DISCLOSURE OF THE INVENTION

[0013] The compositions of this invention are laundry detergents substantially free of Inorganic phosphate salts comprising:

a) from about 10% to about 65% by weight of a detergent surfactant selected from the group consisting of non-soap anionic surfactants, nonionic surfactants, zwitterionic surfactants, ampholytic surfactants, cationic surfactants and mixtures thereof;

b) from about 3% to about 60% by weight of a detergency builder selected from the group consisting of water-insoluble sodium aluminosilicates and organic detergency builders selected from the group consisting of C_10-18 monocarboxylic acids, polycarboxylic acids not containing both nitrogen and hydroxyalkyl radicals, polymeric carboxylates, polyphosphonic acids, salts thereof, and mixtures thereof;

c) from about 0.5% to about 10% hydroxyethylethylenediaminetriacetic acid or alkali metal, alkaline earth metal, ammonium or substituted ammonium salts thereof;

d) from 0% to about 75%, by weight of a water-soluble inorganic detergency builder selected from the group consisting of alkali metal silicates, alkali metal carbonates and mixtures thereof.

[0014] It is a purpose of the Invention to provide laundry detergent compositions substantially free of Inorganic phosphates that possess improved stain removal characteristics relative to prior art compositions free of inorganic phosphates.

DETAILED DESCRIPTION OF THE INVENTION

Detergent Surfactants

[0015] The detergent surfactant can be selected from non-soap anionic, nonionic, zwitterionic, amphoteric and cationic surfactants and mixtures thereof. The surfactants comprise from about 10% to about 65%, preferably from about 15% to about 30%, of the composition by weight.

Records –
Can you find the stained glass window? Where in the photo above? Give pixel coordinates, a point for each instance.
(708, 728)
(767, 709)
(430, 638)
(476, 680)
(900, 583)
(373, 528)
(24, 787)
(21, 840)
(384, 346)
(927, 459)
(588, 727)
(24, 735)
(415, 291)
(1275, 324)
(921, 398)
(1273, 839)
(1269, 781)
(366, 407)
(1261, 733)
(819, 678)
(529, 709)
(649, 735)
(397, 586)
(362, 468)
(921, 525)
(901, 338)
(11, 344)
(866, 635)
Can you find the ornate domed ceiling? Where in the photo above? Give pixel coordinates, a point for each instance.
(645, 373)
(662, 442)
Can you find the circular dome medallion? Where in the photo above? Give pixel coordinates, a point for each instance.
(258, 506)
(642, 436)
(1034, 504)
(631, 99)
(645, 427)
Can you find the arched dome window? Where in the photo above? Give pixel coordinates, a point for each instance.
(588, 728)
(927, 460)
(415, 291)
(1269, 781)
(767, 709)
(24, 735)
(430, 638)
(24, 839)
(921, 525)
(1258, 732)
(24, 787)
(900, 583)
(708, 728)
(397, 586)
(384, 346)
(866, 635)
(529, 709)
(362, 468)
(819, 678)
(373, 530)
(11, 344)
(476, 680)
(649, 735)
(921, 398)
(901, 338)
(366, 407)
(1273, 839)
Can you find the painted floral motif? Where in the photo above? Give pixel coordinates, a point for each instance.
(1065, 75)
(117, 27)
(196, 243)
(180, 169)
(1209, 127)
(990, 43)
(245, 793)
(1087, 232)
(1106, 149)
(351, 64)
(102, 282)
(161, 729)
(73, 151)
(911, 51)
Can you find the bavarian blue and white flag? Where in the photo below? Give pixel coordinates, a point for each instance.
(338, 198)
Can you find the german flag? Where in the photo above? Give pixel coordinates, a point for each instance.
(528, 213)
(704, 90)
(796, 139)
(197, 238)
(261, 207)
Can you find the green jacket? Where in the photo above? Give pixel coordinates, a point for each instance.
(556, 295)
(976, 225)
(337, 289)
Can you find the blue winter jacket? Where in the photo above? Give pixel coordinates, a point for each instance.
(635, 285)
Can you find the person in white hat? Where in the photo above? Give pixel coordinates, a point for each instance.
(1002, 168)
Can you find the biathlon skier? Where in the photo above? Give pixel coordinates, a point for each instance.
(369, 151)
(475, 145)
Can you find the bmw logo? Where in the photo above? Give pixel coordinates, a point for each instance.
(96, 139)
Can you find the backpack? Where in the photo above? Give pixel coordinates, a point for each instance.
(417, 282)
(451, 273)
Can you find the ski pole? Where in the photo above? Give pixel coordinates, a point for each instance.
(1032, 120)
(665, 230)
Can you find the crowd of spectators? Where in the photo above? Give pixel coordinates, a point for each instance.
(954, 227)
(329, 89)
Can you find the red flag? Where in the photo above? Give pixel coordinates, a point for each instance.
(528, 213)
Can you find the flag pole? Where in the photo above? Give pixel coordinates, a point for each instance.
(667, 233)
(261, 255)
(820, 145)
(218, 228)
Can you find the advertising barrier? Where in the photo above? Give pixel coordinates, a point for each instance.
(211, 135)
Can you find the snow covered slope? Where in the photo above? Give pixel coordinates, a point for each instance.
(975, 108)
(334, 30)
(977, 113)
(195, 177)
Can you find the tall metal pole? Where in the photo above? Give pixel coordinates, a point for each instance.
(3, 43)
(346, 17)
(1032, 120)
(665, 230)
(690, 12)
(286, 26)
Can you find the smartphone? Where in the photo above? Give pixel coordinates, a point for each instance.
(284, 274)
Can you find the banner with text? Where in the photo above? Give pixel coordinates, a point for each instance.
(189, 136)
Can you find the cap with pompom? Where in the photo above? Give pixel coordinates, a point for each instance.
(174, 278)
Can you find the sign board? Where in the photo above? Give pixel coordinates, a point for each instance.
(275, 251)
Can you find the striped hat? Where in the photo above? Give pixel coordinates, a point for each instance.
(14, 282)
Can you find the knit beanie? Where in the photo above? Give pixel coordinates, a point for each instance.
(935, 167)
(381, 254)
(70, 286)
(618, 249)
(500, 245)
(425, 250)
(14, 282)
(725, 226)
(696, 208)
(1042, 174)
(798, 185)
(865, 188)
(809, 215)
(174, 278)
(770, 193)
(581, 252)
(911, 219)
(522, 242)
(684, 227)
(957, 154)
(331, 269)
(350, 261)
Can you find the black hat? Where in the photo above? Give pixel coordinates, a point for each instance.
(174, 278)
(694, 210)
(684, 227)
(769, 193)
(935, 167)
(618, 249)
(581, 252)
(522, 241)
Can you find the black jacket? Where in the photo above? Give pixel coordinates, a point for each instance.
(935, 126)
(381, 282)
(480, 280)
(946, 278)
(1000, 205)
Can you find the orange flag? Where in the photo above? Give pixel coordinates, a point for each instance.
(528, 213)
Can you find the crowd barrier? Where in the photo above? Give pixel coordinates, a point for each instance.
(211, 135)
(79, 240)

--

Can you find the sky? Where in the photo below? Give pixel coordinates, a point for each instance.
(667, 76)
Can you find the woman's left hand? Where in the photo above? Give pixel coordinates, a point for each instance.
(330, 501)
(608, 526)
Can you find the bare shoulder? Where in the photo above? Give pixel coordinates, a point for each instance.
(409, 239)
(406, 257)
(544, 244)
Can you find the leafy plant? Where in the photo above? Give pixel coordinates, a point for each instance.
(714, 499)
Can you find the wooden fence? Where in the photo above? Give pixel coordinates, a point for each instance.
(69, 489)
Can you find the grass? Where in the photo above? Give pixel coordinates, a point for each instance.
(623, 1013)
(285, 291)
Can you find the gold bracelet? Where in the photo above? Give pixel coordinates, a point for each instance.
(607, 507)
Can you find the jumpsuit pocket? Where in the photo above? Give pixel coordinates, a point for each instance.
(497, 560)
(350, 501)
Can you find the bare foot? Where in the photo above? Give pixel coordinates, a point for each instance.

* * *

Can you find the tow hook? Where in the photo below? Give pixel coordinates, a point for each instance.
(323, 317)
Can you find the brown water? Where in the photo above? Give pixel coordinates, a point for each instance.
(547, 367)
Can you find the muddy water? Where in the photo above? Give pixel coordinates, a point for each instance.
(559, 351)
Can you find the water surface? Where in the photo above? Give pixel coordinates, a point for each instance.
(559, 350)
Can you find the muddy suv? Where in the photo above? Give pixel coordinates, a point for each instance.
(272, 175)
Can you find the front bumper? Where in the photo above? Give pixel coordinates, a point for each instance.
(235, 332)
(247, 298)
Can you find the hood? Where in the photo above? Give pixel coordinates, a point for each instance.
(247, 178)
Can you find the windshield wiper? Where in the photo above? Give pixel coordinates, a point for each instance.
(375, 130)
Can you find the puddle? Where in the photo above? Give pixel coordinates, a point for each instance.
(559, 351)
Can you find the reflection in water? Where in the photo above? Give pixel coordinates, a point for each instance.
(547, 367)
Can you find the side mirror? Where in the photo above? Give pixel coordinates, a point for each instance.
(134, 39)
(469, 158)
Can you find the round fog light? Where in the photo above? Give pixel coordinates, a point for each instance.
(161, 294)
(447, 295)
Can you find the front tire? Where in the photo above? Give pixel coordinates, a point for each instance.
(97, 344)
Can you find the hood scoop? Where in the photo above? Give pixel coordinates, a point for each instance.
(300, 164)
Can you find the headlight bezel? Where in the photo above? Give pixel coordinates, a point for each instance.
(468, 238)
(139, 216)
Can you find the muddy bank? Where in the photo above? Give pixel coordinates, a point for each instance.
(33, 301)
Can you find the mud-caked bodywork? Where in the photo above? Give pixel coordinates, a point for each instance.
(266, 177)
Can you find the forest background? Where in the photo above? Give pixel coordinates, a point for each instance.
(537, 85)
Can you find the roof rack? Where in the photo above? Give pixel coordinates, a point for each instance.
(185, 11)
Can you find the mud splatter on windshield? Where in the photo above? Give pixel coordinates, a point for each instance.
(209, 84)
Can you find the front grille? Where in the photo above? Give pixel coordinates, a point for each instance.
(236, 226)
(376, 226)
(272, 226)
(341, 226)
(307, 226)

Work instruction – Copy out the stretch of the laundry detergent patent excerpt from "[0015] The detergent surfactant" through "composition by weight." word for word.

The answer –
[0015] The detergent surfactant can be selected from non-soap anionic, nonionic, zwitterionic, amphoteric and cationic surfactants and mixtures thereof. The surfactants comprise from about 10% to about 65%, preferably from about 15% to about 30%, of the composition by weight.